◆ Work to do
Rewrite every line of the data below as a numbered list, leaving out any blank lines.

^^^^^^^^^^^^^^^^

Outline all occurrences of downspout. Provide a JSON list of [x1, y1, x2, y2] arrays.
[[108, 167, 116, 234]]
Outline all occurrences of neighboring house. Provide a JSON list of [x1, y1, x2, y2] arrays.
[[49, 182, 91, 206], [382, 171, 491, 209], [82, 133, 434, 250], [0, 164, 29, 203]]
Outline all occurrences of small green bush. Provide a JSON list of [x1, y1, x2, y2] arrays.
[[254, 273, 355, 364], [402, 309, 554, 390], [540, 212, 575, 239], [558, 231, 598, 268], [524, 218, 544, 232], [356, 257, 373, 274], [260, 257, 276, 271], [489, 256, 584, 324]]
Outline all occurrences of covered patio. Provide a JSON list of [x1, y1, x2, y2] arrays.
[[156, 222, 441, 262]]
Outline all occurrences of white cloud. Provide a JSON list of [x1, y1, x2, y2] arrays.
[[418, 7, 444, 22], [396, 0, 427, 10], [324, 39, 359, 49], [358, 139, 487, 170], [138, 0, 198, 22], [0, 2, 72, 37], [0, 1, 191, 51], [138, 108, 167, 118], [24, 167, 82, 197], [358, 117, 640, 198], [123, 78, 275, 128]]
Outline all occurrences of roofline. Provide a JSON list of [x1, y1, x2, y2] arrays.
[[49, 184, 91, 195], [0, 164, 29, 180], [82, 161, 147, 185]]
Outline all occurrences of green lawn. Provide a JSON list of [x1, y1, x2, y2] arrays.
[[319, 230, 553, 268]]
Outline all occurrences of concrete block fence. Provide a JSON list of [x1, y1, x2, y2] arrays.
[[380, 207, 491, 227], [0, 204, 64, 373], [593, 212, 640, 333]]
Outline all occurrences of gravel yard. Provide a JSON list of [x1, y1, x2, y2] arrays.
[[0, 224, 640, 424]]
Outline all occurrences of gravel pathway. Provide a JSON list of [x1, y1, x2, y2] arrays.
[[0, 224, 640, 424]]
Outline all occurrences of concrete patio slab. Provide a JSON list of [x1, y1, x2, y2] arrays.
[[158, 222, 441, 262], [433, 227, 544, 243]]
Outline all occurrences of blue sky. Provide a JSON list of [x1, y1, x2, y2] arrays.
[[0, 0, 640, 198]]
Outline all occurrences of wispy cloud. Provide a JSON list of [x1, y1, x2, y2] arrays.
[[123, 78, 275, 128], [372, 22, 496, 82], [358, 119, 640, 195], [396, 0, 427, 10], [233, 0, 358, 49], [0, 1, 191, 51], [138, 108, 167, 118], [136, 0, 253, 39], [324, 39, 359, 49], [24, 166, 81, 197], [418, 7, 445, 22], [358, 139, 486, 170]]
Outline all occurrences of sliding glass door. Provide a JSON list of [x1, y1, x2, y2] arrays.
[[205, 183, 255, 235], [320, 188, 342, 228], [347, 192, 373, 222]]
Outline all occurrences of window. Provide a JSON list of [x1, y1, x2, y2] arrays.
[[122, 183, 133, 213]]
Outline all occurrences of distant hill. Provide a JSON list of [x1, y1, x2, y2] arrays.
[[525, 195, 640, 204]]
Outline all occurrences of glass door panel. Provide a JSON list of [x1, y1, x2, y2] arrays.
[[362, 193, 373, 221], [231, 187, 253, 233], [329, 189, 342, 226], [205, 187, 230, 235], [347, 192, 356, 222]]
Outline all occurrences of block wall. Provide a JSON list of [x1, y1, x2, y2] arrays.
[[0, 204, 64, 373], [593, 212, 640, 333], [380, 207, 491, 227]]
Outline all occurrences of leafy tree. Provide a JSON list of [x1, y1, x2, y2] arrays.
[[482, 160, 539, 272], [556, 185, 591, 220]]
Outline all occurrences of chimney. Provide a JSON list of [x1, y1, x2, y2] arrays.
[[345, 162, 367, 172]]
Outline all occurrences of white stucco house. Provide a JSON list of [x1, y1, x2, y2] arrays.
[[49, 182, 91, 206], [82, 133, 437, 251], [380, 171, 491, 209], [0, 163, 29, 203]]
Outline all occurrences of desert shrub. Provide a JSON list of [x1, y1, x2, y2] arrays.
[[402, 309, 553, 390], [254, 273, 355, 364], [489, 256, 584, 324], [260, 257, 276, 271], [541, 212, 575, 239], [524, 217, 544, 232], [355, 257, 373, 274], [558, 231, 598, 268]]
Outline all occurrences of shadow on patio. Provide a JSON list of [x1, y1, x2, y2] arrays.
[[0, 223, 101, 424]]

^^^^^^^^^^^^^^^^

◆ Result of the task
1. Outline all occurrences of downspout. Provide a JSON list of [x1, y1, x2, y2] arrays.
2. [[108, 167, 116, 234]]
3. Outline all occurrences of neighboring house. Provide a JSON list of [x1, y1, x2, y2] arrays.
4. [[49, 182, 91, 206], [382, 171, 491, 209], [82, 133, 434, 250], [0, 164, 29, 203]]
5. Outline all occurrences of small green bush. Provide a JSON list of [x1, y1, x2, y2] arrays.
6. [[254, 273, 355, 364], [402, 309, 554, 390], [540, 212, 575, 239], [558, 231, 598, 268], [524, 218, 544, 232], [356, 257, 373, 274], [260, 257, 276, 271], [489, 256, 584, 324]]
7. Outline all occurrences of covered patio. Provide a JSON list of [x1, y1, x2, y2] arrays.
8. [[156, 222, 441, 262]]
9. Outline all occurrences of white cloud. Provide a JSON list of [x1, y1, x2, y2] arrays.
10. [[418, 7, 444, 22], [396, 0, 427, 10], [324, 39, 359, 49], [358, 139, 487, 170], [138, 0, 198, 22], [0, 2, 72, 37], [0, 1, 191, 51], [138, 108, 167, 118], [24, 167, 82, 197], [358, 117, 640, 198], [123, 78, 275, 128]]
11. Outline all occurrences of roofline. Provide a JSON list of [x1, y1, x2, y2] arrays.
12. [[49, 184, 91, 195], [0, 164, 29, 180], [82, 161, 147, 185]]
13. Outline all occurrences of green lawn. Provide a JSON list of [x1, y1, x2, y2] arrays.
14. [[319, 230, 553, 268]]
15. Outline all occurrences of concrete block fence. Provide a JSON list of [x1, y1, x2, y2] arrays.
16. [[380, 207, 491, 227], [0, 204, 64, 373], [593, 212, 640, 333]]
17. Outline all occurrences of gravel yard. Provide a JSON list of [x1, y1, x2, y2] arrays.
18. [[0, 224, 640, 424]]
19. Outline all occurrences of gravel pathway. Provide a JSON list of [x1, y1, x2, y2] arrays.
20. [[0, 224, 640, 424]]
21. Outline all occurrences of concrete patio slab. Provide a JSON list of [x1, y1, x2, y2] arrays.
22. [[158, 222, 441, 262], [433, 227, 544, 243]]
23. Outline all occurrences of blue sky. Provide a JSON list of [x1, y1, x2, y2] arrays.
24. [[0, 0, 640, 198]]
25. Outline all occurrences of wispy cloud. Provide a JSON list of [x1, y1, x2, y2] arrays.
26. [[123, 78, 275, 128], [372, 22, 496, 82], [358, 119, 640, 195], [396, 0, 427, 10], [233, 0, 358, 49], [0, 1, 191, 51], [138, 108, 167, 118], [136, 0, 253, 39], [324, 39, 359, 49], [24, 166, 81, 197], [418, 7, 445, 22], [358, 139, 486, 170]]
27. Outline all occurrences of sliding glass door. Provide a JSON list of [x1, y1, x2, y2] arrays.
28. [[205, 183, 255, 235], [320, 188, 342, 228], [347, 192, 373, 222]]
29. Outline all occurrences of window. Provide a JSON list of [x1, y1, x2, y2] arrays.
30. [[122, 183, 133, 213]]
31. Outline all occurrences of distant hill. Provide a JSON list of [x1, y1, x2, y2] arrays.
32. [[525, 195, 640, 204]]
33. Outline all occurrences of glass door panel. Provide a JSON list of [x1, y1, x2, y2] arrays.
34. [[362, 193, 373, 221], [231, 187, 253, 233], [329, 189, 342, 226], [205, 187, 230, 235], [347, 192, 356, 222]]
35. Outline all occurrences of block wall. Provide a JSON list of [x1, y1, x2, y2] arrays.
36. [[0, 204, 64, 373], [593, 212, 640, 333], [380, 207, 491, 227]]
37. Outline all occurrences of leafy tree. Provide a JSON list of [x1, y1, x2, y2] arrays.
38. [[482, 160, 539, 272], [556, 185, 591, 220]]
39. Outline all occurrences of chimney. Provide a JSON list of [x1, y1, x2, y2] arrays.
40. [[345, 162, 367, 172]]
41. Outline all occurrences of white stucco house. Provide a JSON list of [x1, y1, x2, y2] arrays.
42. [[49, 182, 91, 206], [82, 133, 437, 251], [380, 171, 491, 209], [0, 163, 29, 203]]
43. Outline all occurrences of desert shrub. Provide a JSON list of [x1, y1, x2, y2] arrays.
44. [[402, 309, 553, 390], [254, 273, 355, 364], [489, 256, 584, 324], [260, 257, 276, 271], [541, 212, 575, 239], [524, 217, 544, 232], [355, 257, 373, 274], [558, 231, 598, 268]]
45. Outline all occurrences of shadow on patio. Provide a JSON list of [x1, y1, x2, y2] arrays.
46. [[0, 223, 101, 424]]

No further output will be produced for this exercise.